(Named-object pointing listing)
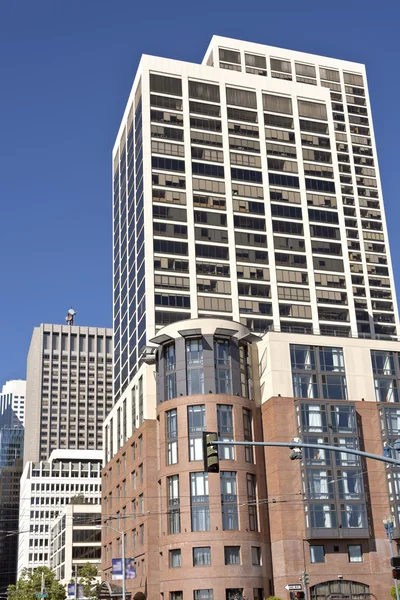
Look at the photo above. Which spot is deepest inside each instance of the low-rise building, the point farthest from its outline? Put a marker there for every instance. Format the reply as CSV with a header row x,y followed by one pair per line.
x,y
47,487
75,539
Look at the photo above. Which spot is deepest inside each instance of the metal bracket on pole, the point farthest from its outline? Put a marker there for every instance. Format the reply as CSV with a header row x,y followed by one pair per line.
x,y
292,445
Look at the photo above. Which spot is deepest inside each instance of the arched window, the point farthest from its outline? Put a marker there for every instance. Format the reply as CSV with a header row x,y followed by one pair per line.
x,y
343,590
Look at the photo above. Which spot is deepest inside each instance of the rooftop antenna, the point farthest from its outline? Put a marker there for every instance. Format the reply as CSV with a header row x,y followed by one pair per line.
x,y
70,316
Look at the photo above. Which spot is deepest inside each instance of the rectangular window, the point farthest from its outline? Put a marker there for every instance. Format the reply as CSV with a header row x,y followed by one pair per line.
x,y
175,558
334,387
302,357
382,362
172,436
232,555
252,500
174,518
194,367
203,595
256,556
355,552
331,359
229,503
386,389
222,366
199,502
353,516
248,434
196,426
201,556
323,516
233,593
225,431
317,554
170,374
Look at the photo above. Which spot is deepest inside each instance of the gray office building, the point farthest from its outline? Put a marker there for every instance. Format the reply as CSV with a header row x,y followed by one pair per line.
x,y
69,389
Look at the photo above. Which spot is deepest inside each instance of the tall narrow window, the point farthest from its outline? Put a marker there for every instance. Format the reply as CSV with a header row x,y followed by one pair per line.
x,y
194,367
244,371
172,436
196,426
230,520
124,435
248,434
174,517
140,401
170,371
222,366
133,398
225,431
199,502
252,500
118,428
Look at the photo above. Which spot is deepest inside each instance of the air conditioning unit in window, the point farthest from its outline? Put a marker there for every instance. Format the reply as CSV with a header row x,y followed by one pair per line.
x,y
148,355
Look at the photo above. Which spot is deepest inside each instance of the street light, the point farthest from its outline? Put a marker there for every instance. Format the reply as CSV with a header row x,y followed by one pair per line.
x,y
122,534
388,523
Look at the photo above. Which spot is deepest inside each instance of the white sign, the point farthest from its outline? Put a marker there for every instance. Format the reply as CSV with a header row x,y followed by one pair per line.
x,y
293,586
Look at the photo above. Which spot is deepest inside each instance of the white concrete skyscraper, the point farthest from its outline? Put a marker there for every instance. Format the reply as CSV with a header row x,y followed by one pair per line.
x,y
248,188
69,389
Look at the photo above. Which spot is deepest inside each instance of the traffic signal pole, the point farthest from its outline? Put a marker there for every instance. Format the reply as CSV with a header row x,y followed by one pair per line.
x,y
211,465
293,445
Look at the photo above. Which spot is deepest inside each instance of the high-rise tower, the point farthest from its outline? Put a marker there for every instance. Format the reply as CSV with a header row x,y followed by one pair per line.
x,y
248,187
253,297
69,389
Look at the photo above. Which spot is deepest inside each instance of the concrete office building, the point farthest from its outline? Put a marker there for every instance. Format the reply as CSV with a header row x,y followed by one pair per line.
x,y
69,389
9,517
12,403
253,296
75,540
47,487
247,187
12,416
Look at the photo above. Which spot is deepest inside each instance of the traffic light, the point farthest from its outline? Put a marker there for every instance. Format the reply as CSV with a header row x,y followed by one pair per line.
x,y
395,562
305,578
210,452
296,453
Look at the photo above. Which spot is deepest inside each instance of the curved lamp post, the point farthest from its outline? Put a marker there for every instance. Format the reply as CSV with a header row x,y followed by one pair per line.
x,y
388,523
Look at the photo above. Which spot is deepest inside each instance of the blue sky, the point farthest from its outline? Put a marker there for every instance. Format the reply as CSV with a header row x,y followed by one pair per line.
x,y
66,69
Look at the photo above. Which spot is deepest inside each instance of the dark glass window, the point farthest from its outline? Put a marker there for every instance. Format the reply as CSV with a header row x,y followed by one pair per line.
x,y
222,367
165,85
229,505
194,367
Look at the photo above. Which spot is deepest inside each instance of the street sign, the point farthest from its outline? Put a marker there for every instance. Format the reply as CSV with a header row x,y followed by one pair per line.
x,y
293,587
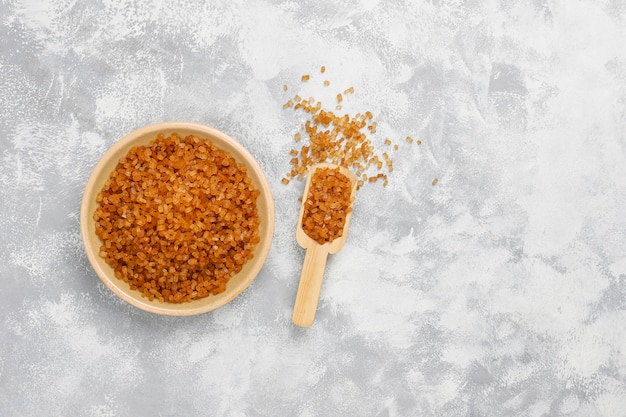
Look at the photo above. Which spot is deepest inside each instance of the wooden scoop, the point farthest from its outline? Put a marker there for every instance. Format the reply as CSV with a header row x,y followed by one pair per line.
x,y
316,254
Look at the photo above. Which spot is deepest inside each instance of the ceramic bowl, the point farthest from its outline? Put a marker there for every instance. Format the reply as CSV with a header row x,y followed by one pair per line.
x,y
92,243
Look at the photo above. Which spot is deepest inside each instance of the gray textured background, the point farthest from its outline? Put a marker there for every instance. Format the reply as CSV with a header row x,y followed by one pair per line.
x,y
501,291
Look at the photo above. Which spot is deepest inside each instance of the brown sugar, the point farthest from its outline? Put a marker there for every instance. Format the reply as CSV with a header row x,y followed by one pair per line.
x,y
177,218
327,205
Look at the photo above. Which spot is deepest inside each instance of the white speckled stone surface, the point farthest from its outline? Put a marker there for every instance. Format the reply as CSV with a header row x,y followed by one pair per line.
x,y
500,291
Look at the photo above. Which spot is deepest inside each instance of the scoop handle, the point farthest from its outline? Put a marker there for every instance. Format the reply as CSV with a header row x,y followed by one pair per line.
x,y
310,285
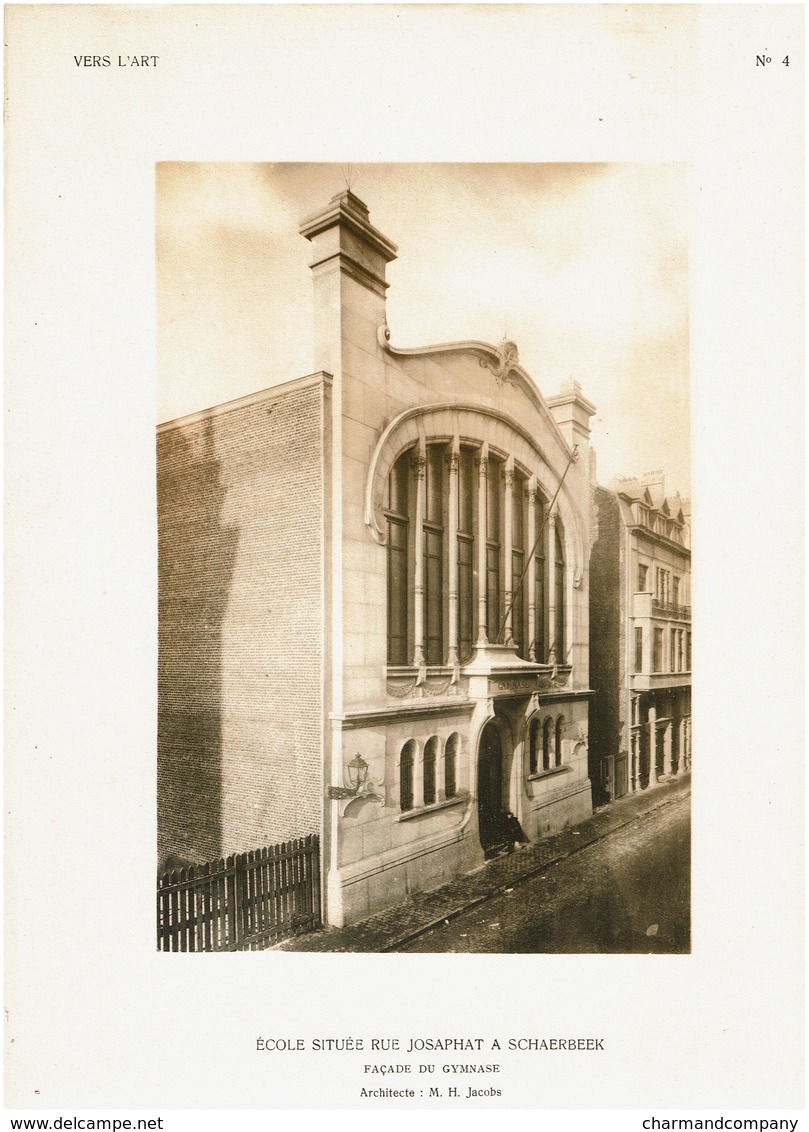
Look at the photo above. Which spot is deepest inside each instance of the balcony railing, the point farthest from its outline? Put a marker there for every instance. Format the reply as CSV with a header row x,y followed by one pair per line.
x,y
670,610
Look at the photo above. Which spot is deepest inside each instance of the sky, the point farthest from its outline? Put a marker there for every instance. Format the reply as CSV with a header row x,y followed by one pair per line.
x,y
584,266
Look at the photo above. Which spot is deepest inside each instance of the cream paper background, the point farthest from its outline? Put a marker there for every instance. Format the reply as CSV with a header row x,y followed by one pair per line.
x,y
94,1015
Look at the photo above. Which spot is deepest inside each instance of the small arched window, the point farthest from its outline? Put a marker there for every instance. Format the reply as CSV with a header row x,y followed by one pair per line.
x,y
406,760
558,743
430,761
534,746
450,765
547,745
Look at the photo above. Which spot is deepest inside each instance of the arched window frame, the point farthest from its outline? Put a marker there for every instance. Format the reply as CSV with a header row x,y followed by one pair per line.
x,y
407,756
558,742
547,744
464,607
534,739
430,757
452,752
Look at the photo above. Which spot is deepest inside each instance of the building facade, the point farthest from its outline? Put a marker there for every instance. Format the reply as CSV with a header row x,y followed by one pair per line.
x,y
375,600
639,636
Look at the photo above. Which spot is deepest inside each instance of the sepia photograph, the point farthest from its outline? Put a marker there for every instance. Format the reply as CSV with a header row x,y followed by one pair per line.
x,y
388,388
424,599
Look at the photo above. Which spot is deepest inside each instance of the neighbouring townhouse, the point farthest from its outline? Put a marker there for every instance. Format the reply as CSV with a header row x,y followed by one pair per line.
x,y
639,636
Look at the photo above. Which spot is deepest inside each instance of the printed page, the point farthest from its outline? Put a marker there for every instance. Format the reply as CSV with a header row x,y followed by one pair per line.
x,y
404,695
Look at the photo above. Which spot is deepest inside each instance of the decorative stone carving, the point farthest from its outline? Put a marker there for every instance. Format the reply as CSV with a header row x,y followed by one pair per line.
x,y
507,359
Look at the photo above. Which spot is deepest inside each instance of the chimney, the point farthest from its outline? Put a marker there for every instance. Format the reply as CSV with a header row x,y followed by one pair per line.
x,y
349,262
571,412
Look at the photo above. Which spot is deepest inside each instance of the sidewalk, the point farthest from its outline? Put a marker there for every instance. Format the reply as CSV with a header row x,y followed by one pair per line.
x,y
389,929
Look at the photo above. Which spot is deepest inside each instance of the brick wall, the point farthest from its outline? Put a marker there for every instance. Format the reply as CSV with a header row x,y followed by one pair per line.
x,y
240,693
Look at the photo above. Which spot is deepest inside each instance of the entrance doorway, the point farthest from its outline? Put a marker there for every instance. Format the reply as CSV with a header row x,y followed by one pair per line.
x,y
490,786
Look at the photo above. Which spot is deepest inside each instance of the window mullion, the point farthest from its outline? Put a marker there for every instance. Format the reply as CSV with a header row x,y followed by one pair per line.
x,y
482,574
453,552
419,552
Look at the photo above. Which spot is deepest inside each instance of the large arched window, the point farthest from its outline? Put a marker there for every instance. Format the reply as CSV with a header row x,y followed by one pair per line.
x,y
558,743
397,515
462,522
559,627
406,761
430,764
450,765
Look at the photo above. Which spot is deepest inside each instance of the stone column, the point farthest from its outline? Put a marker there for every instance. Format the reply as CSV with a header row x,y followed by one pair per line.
x,y
454,460
532,568
551,611
419,546
482,471
508,554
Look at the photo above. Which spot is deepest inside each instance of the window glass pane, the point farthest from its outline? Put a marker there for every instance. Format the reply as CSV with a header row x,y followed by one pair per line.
x,y
657,658
430,752
465,595
547,745
433,485
466,486
433,597
397,592
406,777
450,759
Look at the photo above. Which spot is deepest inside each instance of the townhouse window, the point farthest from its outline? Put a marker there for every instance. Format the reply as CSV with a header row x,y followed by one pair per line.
x,y
406,760
461,524
657,651
450,765
430,763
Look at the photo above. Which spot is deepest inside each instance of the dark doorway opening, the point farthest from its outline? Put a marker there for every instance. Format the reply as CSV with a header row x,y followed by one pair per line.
x,y
490,807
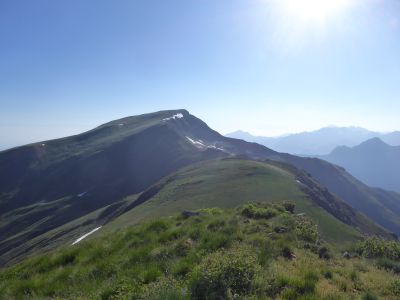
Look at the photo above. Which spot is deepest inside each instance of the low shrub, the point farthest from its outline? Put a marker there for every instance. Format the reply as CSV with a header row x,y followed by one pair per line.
x,y
388,264
324,253
377,248
289,207
254,212
306,230
224,273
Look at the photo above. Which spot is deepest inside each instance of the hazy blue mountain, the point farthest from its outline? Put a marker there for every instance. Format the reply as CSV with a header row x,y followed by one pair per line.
x,y
319,142
373,162
51,189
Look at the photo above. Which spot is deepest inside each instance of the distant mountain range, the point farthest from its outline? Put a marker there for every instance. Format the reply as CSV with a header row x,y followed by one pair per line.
x,y
373,162
319,142
52,192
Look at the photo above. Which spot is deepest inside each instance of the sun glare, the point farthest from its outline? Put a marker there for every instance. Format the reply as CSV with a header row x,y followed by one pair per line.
x,y
312,10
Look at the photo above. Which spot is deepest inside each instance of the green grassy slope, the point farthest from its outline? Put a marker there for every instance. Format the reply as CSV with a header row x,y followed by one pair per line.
x,y
251,252
231,182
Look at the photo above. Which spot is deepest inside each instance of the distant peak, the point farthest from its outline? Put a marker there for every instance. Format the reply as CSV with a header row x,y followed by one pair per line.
x,y
374,142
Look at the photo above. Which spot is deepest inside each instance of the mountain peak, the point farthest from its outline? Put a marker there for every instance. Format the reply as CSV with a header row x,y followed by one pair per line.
x,y
374,142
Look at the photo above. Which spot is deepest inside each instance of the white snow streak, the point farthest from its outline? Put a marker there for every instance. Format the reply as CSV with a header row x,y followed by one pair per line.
x,y
82,194
85,235
177,116
199,143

▸ **Task description**
Can you write out the part of the listing that opens with the line containing "distant peak, the" and runs through the end of the listing, requests included, with every x and y coordinate in the answers shifted up by 107?

▸ **Worked solution**
Look at the photo above. Which spot is deepest inside each instance of the distant peak, the point farthest from its outline? Put a marker there for every instance. Format the reply as CSV with a header row x,y followed by one pair per line.
x,y
481,249
Look at the photo above. Which spot is deepest inside each instance of the mountain peak, the point farthest from its outline? Put a marker there for every instance. Format the reply as CSV with a header row x,y followed by one pair per line.
x,y
481,249
Look at the photo above. Which spot is deepest inside each instance of the white snow streak, the point farthest from its outline? Put a marker there for every instance. Format the reply as CSV with a header row x,y followed by one pair per line.
x,y
189,301
192,342
284,223
306,250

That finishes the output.